- [Instruction 1] From the CI pipeline guide below, list every item that its first action item says to update inside workshop_ci.yml.
- [Instruction 2]
Say whether each statement agrees with the CI pipeline guide below. Answer yes or no for each, and quote the words from the guide that decide it.
(a) The CI pipeline template is found under .github/workflows/workshop_ci.yml.
(b) The yourname-dev branch was created in Step 0.
(c) In ml_training.py, alpha is to be set to 10.
- [Instruction 3] According to the CI pipeline guide below, how should the "yourname-dev" branch appear after you run git branch?

- [Source]
After learning about how GitHub can be leveraged for MLOps, your team decides to start by automating the model training and evaluation process with a CI pipeline. Continuous Integration (CI) is the process of developing, testing, integrating, and evaluating new features in a staging environment where they are ready for deployment and release.

Steps:

  1. Locate the CI pipeline template under .github/workflows/workshop_ci.yml and add all the needed information for resource group name, workspace name, location and secrets for Azure and Github. They are all tagged with #setup.

    Action Item: Update resource group name, workspace name, location, Azure Secret and Github Secret inside workshop_ci.yml file.

  2. Now Let's consider a common scenario in a ML development team. One of the team members is going to work on a new feature (examples can be changes to feature engineering, hyper-parameter selection, type of the model, etc). For this work, a common pattern is to first fork and clone the repository on your local machine (which you already have done in Step 0). Then you need to switch to the yourname-dev local branch which you created in step 3.

    Action Item: Run the following command to switch to yourname-dev branch

    git checkout yourname-dev

    This takes you to yourname-dev branch, so your current working branch is set to yourname-dev.

    Action Item: Run the following command to ensure you are in the correct branch.

    git branch

    Note: Hopefully "yourname-dev" branch is colored green with a * next to it.

  3. In this step we want to make some changes to our ML code, locate and open the following file: /src/workshop/core/training/ml_training.py

    Action Item: Update ml_training.py, you can search for #setup and modify alpha to: model = Ridge(alpha=100)

- [Given entries]
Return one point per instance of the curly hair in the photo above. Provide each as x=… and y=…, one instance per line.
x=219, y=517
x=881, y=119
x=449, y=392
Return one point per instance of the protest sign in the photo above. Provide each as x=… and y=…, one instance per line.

- [Solution 1]
- Resource group name
- Workspace name
- Location
- Azure Secret
- Github Secret

- [Solution 2]
(a) Yes: "Locate the CI pipeline template under .github/workflows/workshop_ci.yml"
(b) No: "switch to the yourname-dev local branch which you created in step 3"
(c) No: "modify alpha to: model = Ridge(alpha=100)"

- [Solution 3] It should be colored green with a * next to it.